■ **What you have to do**
Output every line below verbatim, with nothing changed or left out.

Rows from a dataset:
-- -- --
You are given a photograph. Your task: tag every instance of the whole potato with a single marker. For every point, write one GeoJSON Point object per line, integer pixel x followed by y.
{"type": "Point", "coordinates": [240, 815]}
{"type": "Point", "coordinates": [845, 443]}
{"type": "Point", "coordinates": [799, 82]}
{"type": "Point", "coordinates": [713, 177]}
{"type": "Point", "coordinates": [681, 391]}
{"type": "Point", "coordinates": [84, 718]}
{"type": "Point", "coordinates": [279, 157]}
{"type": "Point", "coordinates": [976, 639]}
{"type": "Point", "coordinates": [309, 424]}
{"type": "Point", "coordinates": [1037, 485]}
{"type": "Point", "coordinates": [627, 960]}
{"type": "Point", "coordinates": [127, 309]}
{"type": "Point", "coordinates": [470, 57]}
-- -- --
■ **Task response**
You are given a photograph. Your task: tag every instance of the whole potato with a single marker. For every point, write one GeoJSON Point object per line, integer pixel x followed by y.
{"type": "Point", "coordinates": [240, 815]}
{"type": "Point", "coordinates": [845, 443]}
{"type": "Point", "coordinates": [799, 82]}
{"type": "Point", "coordinates": [713, 177]}
{"type": "Point", "coordinates": [681, 391]}
{"type": "Point", "coordinates": [84, 718]}
{"type": "Point", "coordinates": [279, 157]}
{"type": "Point", "coordinates": [976, 639]}
{"type": "Point", "coordinates": [309, 424]}
{"type": "Point", "coordinates": [1037, 485]}
{"type": "Point", "coordinates": [627, 960]}
{"type": "Point", "coordinates": [127, 309]}
{"type": "Point", "coordinates": [470, 57]}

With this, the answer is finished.